## [PROBLEM TO SOLVE]
In the text about Doig's House of Pictures, where did Doig encounter Daumier's The Print Collector?

At around the same time, Doig also encountered Honoré Daumier’s L’Amateur d’estampes (The Print Collector) (circa 1857-1863) in the Art Institute of Chicago. Collaging together his two photographic sources, he explained the ‘House of Pictures became my version’ (P. Doig in conversation with K. Scott, ibid.). While later paintings in the series would explicitly reference Daumier’s protagonist, the present work harnesses its mood of quiet, introspective contemplation. The amalgamation of images in this manner lies at the very heart of Doig’s practice, which sifts through a vast archive of real and half-remembered material. His itinerant youth, which saw him move to Trinidad as a two-year-old, to Canada as a seven-year-old and later back to London as an art student, furnished him with a deep awareness of how images and experiences mutate in the mind’s eye. From the very beginning, his art took flight from the collision of sources, delighting in the moments of déjà-vu sparked by the juxtaposition of disparate pictures. These jolts wrote their way into his canvases, whose fluid, dreamlike surfaces act out the slippages of memory. The figure outside the House of Pictures, born of this very process, seems to offer a curious cipher for artist himself.
As well as its reference to Daumier, the work brings together a staggering array of art-historical allusions. Barry Schwabsky likens the scene to a ‘Hopperesque urban moment’ that simmers with ‘existential disquietude’ (B. Schwabsky, Vitamin P: New Perspectives in Painting, London 2005, p. 92). Elsewhere, the work evokes the psychodramas of Expressionism, recalling the long shadows and atmospheric boulevards of Edvard Munch. Doig’s electrifying tones of neon pink and green capture his admiration for the Fauves, and for the tropical vistas of Gauguin. His windows, meanwhile, each alive with variegated colour and texture, conjure the paintings of Mark Rothko and Sam Francis. Doig’s paint swims with movement, dripping down the picture plane and collecting in watery bands. At the same time, he delights in the rigorous play of space, form and geometry. His characteristic division of the picture plane into horizontal bands, combined with the serial arrangement of the windows, creates a sense of grid-like order, evoking the works of Donald Judd, Barnett Newman or the Colour Charts of Gerhard Richter. Structure joins hands with ambiguity, just as it does in memory.

## [Entries pointing to named objects]
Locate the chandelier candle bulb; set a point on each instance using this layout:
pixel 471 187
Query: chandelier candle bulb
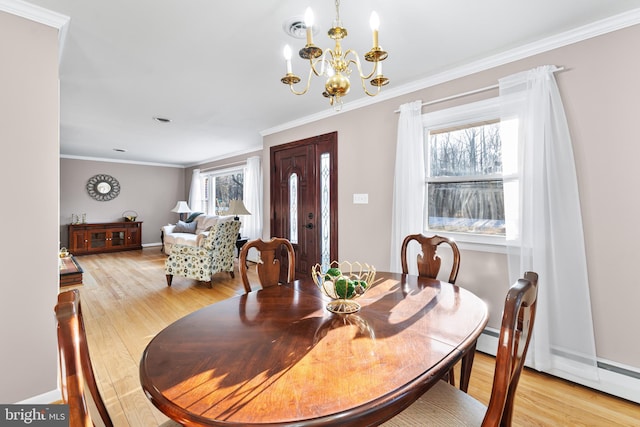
pixel 287 57
pixel 308 22
pixel 374 22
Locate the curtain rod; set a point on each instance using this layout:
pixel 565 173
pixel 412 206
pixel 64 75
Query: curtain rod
pixel 463 94
pixel 226 165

## [REPLY TO THE EXERCISE]
In the Art Institute of Chicago.